[Data extract]
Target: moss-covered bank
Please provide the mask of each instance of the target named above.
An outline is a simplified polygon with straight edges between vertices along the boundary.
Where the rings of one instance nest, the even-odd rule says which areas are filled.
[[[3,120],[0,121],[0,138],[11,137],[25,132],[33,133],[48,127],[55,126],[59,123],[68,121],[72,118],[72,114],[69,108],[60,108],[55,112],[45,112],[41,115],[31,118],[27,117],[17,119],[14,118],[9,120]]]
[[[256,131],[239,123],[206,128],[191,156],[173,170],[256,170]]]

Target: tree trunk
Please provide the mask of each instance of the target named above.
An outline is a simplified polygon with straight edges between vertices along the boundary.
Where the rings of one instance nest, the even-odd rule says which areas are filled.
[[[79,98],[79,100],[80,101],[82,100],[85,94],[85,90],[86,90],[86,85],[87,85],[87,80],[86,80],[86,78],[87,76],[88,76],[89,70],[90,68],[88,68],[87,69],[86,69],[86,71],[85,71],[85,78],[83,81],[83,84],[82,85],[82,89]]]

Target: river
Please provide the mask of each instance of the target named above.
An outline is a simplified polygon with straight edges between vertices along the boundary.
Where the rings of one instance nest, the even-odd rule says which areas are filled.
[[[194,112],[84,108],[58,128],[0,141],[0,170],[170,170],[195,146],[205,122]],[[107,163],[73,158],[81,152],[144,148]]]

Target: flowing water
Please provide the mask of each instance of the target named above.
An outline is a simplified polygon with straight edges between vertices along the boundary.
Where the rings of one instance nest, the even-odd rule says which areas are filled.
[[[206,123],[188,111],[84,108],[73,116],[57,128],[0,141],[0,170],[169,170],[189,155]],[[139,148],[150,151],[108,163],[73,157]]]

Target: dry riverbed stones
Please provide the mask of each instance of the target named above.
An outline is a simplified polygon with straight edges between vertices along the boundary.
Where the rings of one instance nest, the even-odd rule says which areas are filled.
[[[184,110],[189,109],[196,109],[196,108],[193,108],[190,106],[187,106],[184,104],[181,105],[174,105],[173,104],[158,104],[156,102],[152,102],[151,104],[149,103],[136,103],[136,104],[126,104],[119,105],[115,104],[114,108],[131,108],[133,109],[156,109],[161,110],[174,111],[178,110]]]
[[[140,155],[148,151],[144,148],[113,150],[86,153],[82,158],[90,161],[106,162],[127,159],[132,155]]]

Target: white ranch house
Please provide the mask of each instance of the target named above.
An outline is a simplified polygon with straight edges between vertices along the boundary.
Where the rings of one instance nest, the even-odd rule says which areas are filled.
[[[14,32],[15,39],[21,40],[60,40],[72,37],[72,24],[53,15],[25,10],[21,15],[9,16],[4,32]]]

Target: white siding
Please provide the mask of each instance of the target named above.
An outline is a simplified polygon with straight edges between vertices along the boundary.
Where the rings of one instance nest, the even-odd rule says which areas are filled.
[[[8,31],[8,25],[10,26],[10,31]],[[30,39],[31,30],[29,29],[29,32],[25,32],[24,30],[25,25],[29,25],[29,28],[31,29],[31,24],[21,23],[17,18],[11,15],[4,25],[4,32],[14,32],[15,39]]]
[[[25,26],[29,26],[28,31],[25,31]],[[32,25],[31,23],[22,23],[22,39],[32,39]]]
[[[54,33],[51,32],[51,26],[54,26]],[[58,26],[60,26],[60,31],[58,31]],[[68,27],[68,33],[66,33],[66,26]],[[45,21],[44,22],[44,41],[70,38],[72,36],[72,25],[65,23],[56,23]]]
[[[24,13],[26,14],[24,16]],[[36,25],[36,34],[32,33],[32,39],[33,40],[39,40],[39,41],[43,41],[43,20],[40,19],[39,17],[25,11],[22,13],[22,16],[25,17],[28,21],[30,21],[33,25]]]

[What is expected] Reproduce the material from its start through the line containing "[[[256,131],[239,123],[206,128],[191,156],[173,170],[256,170]]]", keeping every line, including the lines that are not answers. Add 35 to each vertex coordinate in the answers.

[Answer to the task]
Target: moss-covered bank
Please provide the mask of each instance of the target named above.
An outline is a simplified polygon with straight edges between vertices along the boundary.
Where the rings of one instance nest, the even-odd rule says which areas are filled.
[[[38,155],[35,156],[35,173],[46,172],[60,167],[68,168],[83,162],[90,161],[94,158],[103,156],[107,153],[107,149],[104,143],[95,143],[90,147],[80,147],[76,150],[66,153],[62,152],[52,154],[49,153],[44,155]]]
[[[291,166],[274,158],[241,163],[226,191],[208,205],[291,205]]]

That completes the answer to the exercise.